Stated exercise
Restate the data word for word and leave the images out.

## start Records

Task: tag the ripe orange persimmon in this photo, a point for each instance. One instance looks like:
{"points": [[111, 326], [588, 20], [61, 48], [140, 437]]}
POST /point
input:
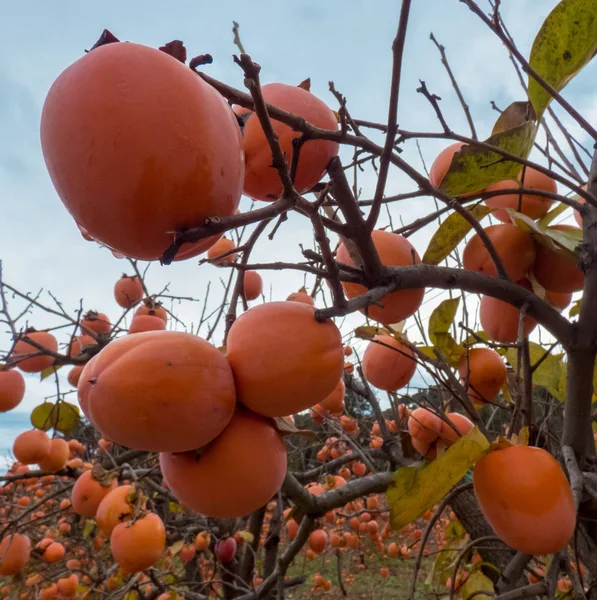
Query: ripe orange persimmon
{"points": [[514, 246], [12, 389], [88, 492], [161, 391], [128, 185], [15, 550], [500, 320], [236, 474], [57, 458], [262, 181], [128, 291], [393, 250], [555, 271], [486, 373], [388, 364], [22, 349], [284, 360], [252, 285], [30, 447], [95, 322], [531, 205], [146, 323], [526, 498], [138, 545]]}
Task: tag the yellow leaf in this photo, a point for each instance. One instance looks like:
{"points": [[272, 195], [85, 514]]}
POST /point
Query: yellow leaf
{"points": [[416, 489], [450, 233]]}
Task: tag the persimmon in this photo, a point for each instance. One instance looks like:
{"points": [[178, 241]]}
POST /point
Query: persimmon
{"points": [[15, 550], [262, 181], [558, 271], [514, 246], [284, 360], [163, 391], [115, 507], [128, 291], [526, 498], [236, 474], [301, 296], [30, 358], [500, 320], [89, 491], [252, 285], [393, 250], [96, 322], [531, 205], [131, 195], [12, 389], [141, 323], [388, 364], [486, 373], [57, 457], [138, 545], [30, 447]]}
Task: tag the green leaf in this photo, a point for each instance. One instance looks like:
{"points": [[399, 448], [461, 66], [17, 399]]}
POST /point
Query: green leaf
{"points": [[450, 233], [473, 169], [566, 42], [417, 489]]}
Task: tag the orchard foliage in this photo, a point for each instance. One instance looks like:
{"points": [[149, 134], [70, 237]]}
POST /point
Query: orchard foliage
{"points": [[204, 462]]}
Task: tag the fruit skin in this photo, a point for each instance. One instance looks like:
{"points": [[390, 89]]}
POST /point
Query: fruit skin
{"points": [[236, 474], [128, 291], [486, 373], [388, 364], [22, 348], [15, 550], [262, 181], [393, 250], [526, 498], [12, 389], [161, 391], [500, 320], [514, 246], [131, 195], [556, 272], [30, 447], [283, 359], [138, 545], [534, 207]]}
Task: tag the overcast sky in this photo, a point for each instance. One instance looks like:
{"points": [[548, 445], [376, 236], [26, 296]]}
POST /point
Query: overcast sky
{"points": [[347, 41]]}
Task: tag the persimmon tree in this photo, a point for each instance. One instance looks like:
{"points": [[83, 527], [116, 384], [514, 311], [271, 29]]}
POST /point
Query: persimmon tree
{"points": [[200, 463]]}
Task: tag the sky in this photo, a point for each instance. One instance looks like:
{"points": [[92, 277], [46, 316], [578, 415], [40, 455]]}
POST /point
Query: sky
{"points": [[345, 41]]}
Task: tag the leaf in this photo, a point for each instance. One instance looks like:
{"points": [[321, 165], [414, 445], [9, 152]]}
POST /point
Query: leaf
{"points": [[477, 582], [450, 233], [566, 42], [518, 113], [473, 169], [417, 489]]}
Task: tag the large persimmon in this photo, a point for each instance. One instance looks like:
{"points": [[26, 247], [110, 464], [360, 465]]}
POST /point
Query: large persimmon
{"points": [[283, 359], [388, 364], [514, 246], [138, 147], [531, 205], [500, 320], [558, 271], [526, 498], [486, 373], [161, 391], [262, 181], [236, 474], [393, 250], [12, 389]]}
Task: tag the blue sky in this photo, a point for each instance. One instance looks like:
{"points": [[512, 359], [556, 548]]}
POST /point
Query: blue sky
{"points": [[346, 41]]}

## end Records

Output of the task
Task: tag the ripe orange persimmon in this photo, a point for each instance. One instance looks like:
{"points": [[111, 326], [588, 20], [61, 48], [140, 437]]}
POST /point
input:
Query: ripe orange persimmon
{"points": [[514, 246], [12, 389], [88, 492], [161, 391], [128, 185], [15, 550], [500, 320], [236, 474], [57, 458], [262, 181], [128, 291], [393, 250], [555, 271], [486, 373], [388, 364], [22, 349], [284, 360], [252, 285], [30, 447], [95, 322], [531, 205], [146, 323], [526, 498], [138, 545]]}
Task: tag the yellow leaf in this photo, a point for each instance. One instance looks like:
{"points": [[272, 195], [85, 514]]}
POST /point
Query: yellow leaf
{"points": [[416, 489], [450, 233]]}
Task: tag the persimmon in this photo, a point for each instance. One instance looks like:
{"points": [[178, 241]]}
POST /point
Query: persimmon
{"points": [[15, 550], [262, 181], [558, 271], [514, 246], [284, 360], [163, 391], [115, 507], [128, 291], [526, 498], [236, 474], [301, 296], [30, 358], [500, 320], [89, 491], [252, 285], [393, 250], [96, 322], [531, 205], [131, 195], [12, 389], [141, 323], [388, 364], [486, 373], [57, 457], [138, 545], [30, 447]]}
Task: tag the green leaf in this photo, a point for each instance. One instance looks like:
{"points": [[399, 448], [461, 66], [17, 399]]}
POST /point
Query: green leaf
{"points": [[450, 233], [473, 169], [566, 42], [417, 489]]}
Task: tag the orchard foliage in this photo, a point for each instance. One instance looks like:
{"points": [[149, 134], [70, 237]]}
POST /point
Query: orchard foliage
{"points": [[204, 462]]}
Task: tag the fruit skin in this photo, a point for each instance. One instance looks like:
{"points": [[390, 89]]}
POST /point
Query: fruit skin
{"points": [[236, 474], [128, 291], [486, 373], [388, 364], [22, 348], [15, 550], [262, 181], [393, 250], [526, 498], [12, 389], [161, 391], [500, 320], [514, 246], [131, 195], [556, 272], [30, 447], [283, 359], [138, 545], [534, 207]]}
Task: tag the overcast sky in this photo, a point for each instance. One instance looks like:
{"points": [[548, 445], [376, 236], [26, 296]]}
POST /point
Query: overcast sky
{"points": [[347, 41]]}
Task: tag the persimmon tree in this photo, a point for each instance. One instance looks like:
{"points": [[83, 527], [116, 384], [514, 311], [271, 29]]}
POST /point
Query: persimmon tree
{"points": [[200, 463]]}
Task: tag the sky in this photo, a point for each instance. One instance looks like:
{"points": [[92, 277], [46, 316], [578, 415], [40, 455]]}
POST /point
Query: sky
{"points": [[345, 41]]}
Task: tag the leaf in this photo, a point for each instance. One instance looks like:
{"points": [[321, 165], [414, 445], [9, 152]]}
POST /point
Query: leaf
{"points": [[477, 582], [450, 233], [566, 42], [518, 113], [473, 169], [417, 489]]}
Task: tag the large persimmon in this photo, a point for each instance. One instance looks like:
{"points": [[26, 247], [110, 464], [360, 465]]}
POST /point
Query: large persimmon
{"points": [[283, 359], [388, 364], [514, 246], [138, 147], [531, 205], [500, 320], [558, 271], [526, 498], [486, 373], [161, 391], [262, 181], [236, 474], [393, 250], [12, 389]]}
Task: tag the blue sky in this photo, a point for each instance. One instance looks like:
{"points": [[512, 359], [556, 548]]}
POST /point
Query: blue sky
{"points": [[346, 41]]}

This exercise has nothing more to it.